Shift every answer coordinate by -59 in the entries starting at the line containing "For the benchmark, point out every instance of the reddish" and ending at the line containing "point(301, 280)", both lines included. Rewrite each of those lines in full, keeping all other lines and the sample points unchanged.

## Supplied records
* * * * * * * * *

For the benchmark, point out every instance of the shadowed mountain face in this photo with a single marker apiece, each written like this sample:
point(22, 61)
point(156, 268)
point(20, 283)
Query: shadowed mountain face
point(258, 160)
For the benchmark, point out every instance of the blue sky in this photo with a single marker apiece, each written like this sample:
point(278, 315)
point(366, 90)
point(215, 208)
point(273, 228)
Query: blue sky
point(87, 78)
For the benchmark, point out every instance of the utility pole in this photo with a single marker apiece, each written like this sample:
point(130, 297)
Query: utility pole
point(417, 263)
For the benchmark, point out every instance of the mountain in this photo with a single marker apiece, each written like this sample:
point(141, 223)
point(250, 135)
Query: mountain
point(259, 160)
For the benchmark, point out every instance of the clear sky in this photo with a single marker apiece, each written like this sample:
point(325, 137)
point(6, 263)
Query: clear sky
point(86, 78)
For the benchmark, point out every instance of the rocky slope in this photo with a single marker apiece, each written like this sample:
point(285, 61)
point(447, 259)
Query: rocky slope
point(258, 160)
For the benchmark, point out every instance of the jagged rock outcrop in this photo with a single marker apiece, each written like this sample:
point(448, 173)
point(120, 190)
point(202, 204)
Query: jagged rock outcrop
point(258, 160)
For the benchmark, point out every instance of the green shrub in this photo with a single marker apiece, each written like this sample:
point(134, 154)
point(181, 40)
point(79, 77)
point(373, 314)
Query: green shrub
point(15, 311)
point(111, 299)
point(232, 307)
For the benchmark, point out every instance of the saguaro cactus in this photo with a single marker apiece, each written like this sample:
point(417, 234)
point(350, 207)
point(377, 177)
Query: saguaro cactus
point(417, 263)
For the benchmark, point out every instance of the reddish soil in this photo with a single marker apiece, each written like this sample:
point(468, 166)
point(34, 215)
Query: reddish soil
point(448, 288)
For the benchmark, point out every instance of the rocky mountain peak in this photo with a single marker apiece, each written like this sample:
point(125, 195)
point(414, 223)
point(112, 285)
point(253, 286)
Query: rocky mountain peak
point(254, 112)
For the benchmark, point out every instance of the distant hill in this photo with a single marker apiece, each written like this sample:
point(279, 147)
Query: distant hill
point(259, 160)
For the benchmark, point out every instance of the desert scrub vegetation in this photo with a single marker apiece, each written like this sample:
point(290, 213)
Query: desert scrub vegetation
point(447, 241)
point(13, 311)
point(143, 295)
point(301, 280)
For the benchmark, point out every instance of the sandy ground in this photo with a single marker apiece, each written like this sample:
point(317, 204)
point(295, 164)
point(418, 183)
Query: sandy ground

* * * * * * * * *

## Exercise answer
For the benchmark, point out every instance of the reddish soil in this photo with a single marker apiece, each written like this sample:
point(468, 166)
point(34, 215)
Query: reddish soil
point(389, 229)
For the benchmark, point out every instance of the rocky mountain peak in this photo with a single marker apiece, each written like this sample:
point(125, 195)
point(414, 223)
point(112, 285)
point(253, 286)
Query: rocky mountain peak
point(195, 53)
For the benchmark, point out every instance of the distant hill in this photo with a single marker apiece, each written like this sample:
point(279, 147)
Query: distant hill
point(200, 101)
For the benchmark, point out every instance of the desert scrub vegetation in this photo with a single marker apiece, each written like this sample:
point(290, 213)
Query: desert scrub vegetation
point(388, 182)
point(-46, 252)
point(84, 236)
point(242, 221)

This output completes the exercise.